— Pasaje extraído —
De tanto que he leído en mis largas seis décadas de existencia ya no sé exactamente dónde leí que el hombre es un animal histórico hecho de la maleable y evanescente materia de la temporalidad, de donde se colige que no existe ningún ser humano que pueda ostentar ufanamente una condición intemporal. No hay excepciones. Sólo Dios es intemporal; Él y sólo Él es una entidad eterna e intemporal. Tal vez por ello «homo sapiens-sapiens» haga esfuerzos imposibles para competir vanamente con Dios en eso de lograr la eternidad, es decir, que las listas del tiempo sean una simple bagatela es una de las más caras metas de quien elige el oficio de escribir. El escritor que decide consagrar su vida a la escritura sabe que en ningún ámbito de enigmático e infinito mar de su terrena existencia puede desafiar a Dios. Es por ello que cuando un escritor se sienta ante su ordenador a forjar mundos imaginarios, seres por muy chatos y ordinarios que resulten, termina finalmente por crear de la nada universos únicos e irrepetibles, estructuras caracterológicas y psíquicas de personalidad que se avienen e identifican con los eventuales lectores de la obra demiúrgica que inventa el escritor.

— Datos a continuación —

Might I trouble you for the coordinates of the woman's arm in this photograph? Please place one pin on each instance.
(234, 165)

— Explorar el material —
[1] En el pasaje sobre el escritor y la temporalidad, ¿quién es la única entidad eterna e intemporal?
[2] Prosigue el pasaje sobre el escritor y la temporalidad a partir de su última oración.

— Respuestas por número —
[1] Dios.

[2]
Hay escritores que escriben para colmar las insaciables apetencias de su voraz ego; son los escritores ególatras y narcisistas que escriben para contemplarse indefinidamente en el pozo insondable de sus vanidades. Contra eso no se puede hacer nada. Siempre los ha habido y siempre los habrá. El vaniloquio insípido e inútil es cáncer de todo escritor que escribe para sí mismo. Un verdadero escritor escribe desde su tiempo histórico pero, obviamente, dirigiéndose un futuro lector nonato aún pero que inexorablente ha de venir por fuerza ineludible de un «illo tempore» inevitable. Todos los humanos sabemos que es propio del humano ser, una vez que es eviccionado al valle de lágrimas que llamamos «mundo de la vida» se torna inevitable crecer, multiplicarse y poblar la tierra y dejar constancia lo más dignamente posible de su paso por el mundo empírico y subjetivo que le tocó encarar y vivir en su respectivo tiempo histórico. Dice un adagio bíblico por todos conocido que: «por sus obras los conoceréis» , otros dirán en su afàn de estricta interpretación hermenéutica que, «por sus frutos»; en fin, poco importa la equivalencia o sinonimia. En el caso particular del escritor su Obra escritural hablará por él en un hipotético futuro que sólo unos pocos alcanzan a construir con tal envergadura y consistencia que soportará el paso del implacable e inmisericorde tiempo real-empírico-fáctico. Poco importa que un escritor se devane los sesos escribiendo treinta, cuarenta o cincuenta libros o tan sólo escriba un par de libros en toda su vida de escritor. En estricto rigor la verdadera trascendencia del escritor la garantizará la impecabilidad, impolutez e inveterada pulcritud y solvencia verbo-linguística de su obra; es por ello que en medio de los océanos de basura escrita que a diario la infinita fachenda humana que caracteriza a tanto aspirante a escritor únicamente se salvan tan pocas, a decir verdad poquísimas obras que por su calidad logran vencer el paso del tiempo y de las edades para erigirse en Clásicos en el sentido primero y primario del término.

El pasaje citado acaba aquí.